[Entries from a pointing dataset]
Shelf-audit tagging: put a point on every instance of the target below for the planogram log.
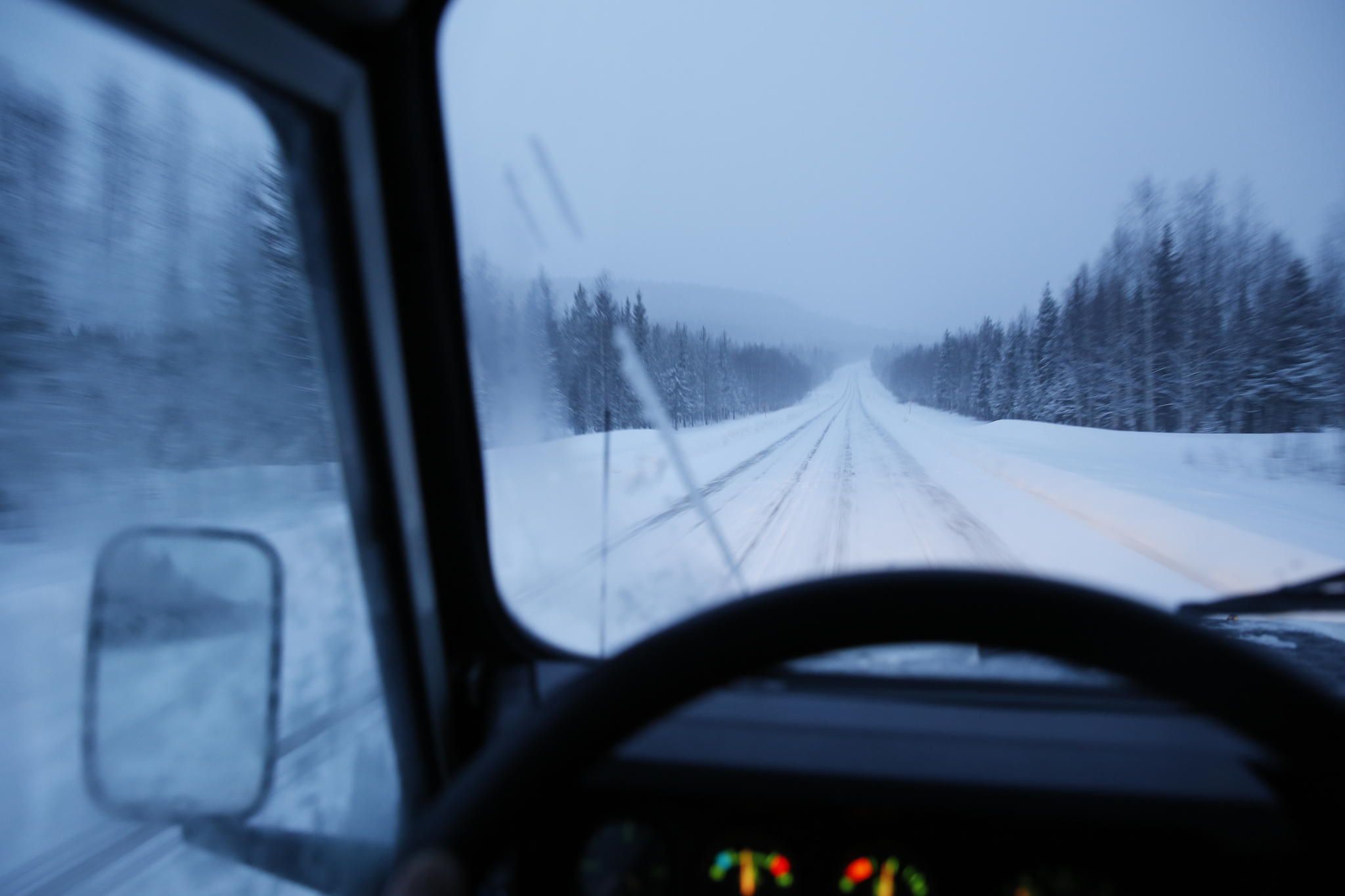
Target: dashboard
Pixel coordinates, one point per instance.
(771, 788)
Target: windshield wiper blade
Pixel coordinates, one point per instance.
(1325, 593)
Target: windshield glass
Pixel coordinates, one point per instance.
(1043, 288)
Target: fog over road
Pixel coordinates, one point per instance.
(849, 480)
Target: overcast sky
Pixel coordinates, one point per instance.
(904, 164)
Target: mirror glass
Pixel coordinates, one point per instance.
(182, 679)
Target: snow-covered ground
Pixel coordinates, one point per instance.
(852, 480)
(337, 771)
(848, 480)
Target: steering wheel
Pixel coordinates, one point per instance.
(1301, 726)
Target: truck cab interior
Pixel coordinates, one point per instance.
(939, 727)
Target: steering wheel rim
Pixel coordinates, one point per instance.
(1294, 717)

==

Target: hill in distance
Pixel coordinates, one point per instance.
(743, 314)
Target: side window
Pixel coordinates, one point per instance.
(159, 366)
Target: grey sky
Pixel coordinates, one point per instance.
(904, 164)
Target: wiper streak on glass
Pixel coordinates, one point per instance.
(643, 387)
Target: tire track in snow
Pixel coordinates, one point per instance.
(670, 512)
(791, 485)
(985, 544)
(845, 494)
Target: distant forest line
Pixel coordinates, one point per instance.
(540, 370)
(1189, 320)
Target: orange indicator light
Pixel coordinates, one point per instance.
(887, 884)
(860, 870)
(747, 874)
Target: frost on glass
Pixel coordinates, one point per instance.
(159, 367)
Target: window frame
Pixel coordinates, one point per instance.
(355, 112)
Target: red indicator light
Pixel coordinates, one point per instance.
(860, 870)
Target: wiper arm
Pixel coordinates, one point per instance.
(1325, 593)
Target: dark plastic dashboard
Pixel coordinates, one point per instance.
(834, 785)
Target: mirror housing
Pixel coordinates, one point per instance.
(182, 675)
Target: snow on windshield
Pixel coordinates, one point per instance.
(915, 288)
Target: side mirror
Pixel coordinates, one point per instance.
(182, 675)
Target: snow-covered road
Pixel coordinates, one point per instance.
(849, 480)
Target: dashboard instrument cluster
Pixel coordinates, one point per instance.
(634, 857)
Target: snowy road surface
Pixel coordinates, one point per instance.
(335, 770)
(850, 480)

#### Task instructions:
Copy verbatim the portion of the data above that starts with the line containing "Shelf-audit tagging: put" and ends with the line containing "(1043, 288)", including both of those lines. Leave the pictures out.

#### Exercise answer:
Shelf-audit tagging: put a point on every instance of the target below for the planogram log.
Target: dashboard
Pixel coordinates, one point per instance.
(771, 788)
Target: windshield wiper blade
Pixel coordinates, one point per instance.
(1325, 593)
Target: windshield glass
Pixel coordinates, one point per instance.
(1043, 288)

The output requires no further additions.